> [Problem statement]
Would you transcribe the records below from the line with "Where can you find the fence" to the line with "Where can you find the grass field", ends included, exactly and with nothing more, leaving the pictures out?

> [Records supplied]
***
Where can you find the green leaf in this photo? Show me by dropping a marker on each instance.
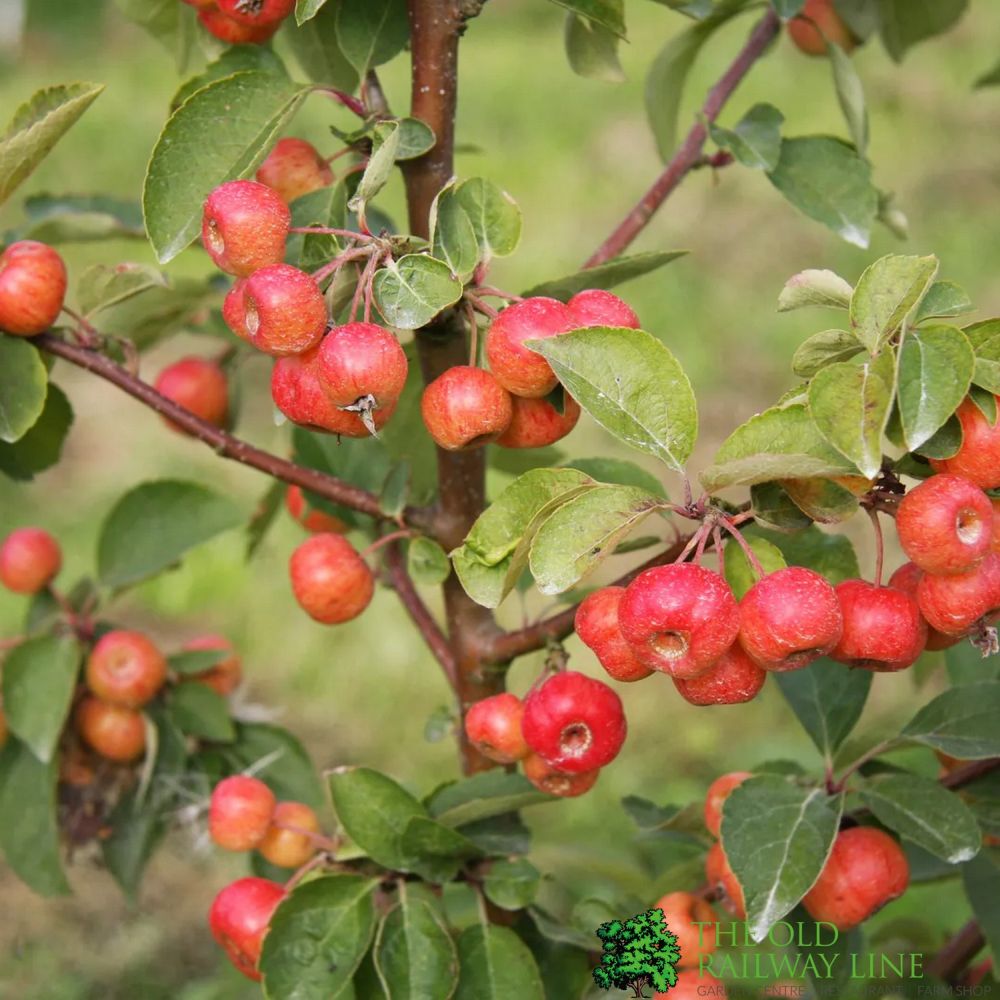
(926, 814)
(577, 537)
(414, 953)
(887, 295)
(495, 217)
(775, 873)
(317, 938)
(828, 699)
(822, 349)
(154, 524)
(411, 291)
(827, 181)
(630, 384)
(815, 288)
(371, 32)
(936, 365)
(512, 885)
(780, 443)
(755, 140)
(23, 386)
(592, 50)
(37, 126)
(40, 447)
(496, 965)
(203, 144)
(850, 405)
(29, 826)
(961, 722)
***
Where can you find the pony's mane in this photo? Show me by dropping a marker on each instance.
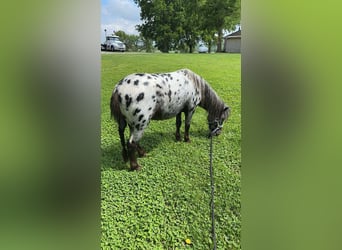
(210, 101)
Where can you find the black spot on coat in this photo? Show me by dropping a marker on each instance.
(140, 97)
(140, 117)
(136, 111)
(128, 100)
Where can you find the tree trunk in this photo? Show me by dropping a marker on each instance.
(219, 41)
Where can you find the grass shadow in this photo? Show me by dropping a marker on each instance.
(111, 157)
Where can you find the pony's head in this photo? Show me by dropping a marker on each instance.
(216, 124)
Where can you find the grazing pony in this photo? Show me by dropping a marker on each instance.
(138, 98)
***
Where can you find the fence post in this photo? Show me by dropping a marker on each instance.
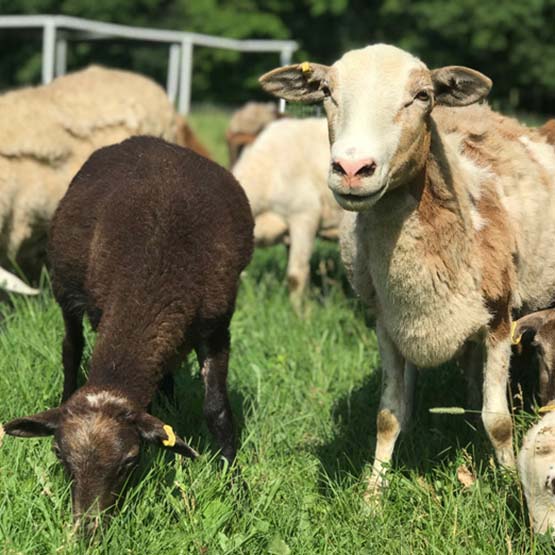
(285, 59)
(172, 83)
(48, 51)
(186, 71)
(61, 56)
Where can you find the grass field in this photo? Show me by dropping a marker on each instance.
***
> [Task output]
Where can you find the fence post in this photo? Show me by dropping a marker on each instance.
(285, 59)
(172, 83)
(48, 51)
(186, 71)
(61, 56)
Where can you find the grass field in this photo? Show me by dropping a marker on each instance.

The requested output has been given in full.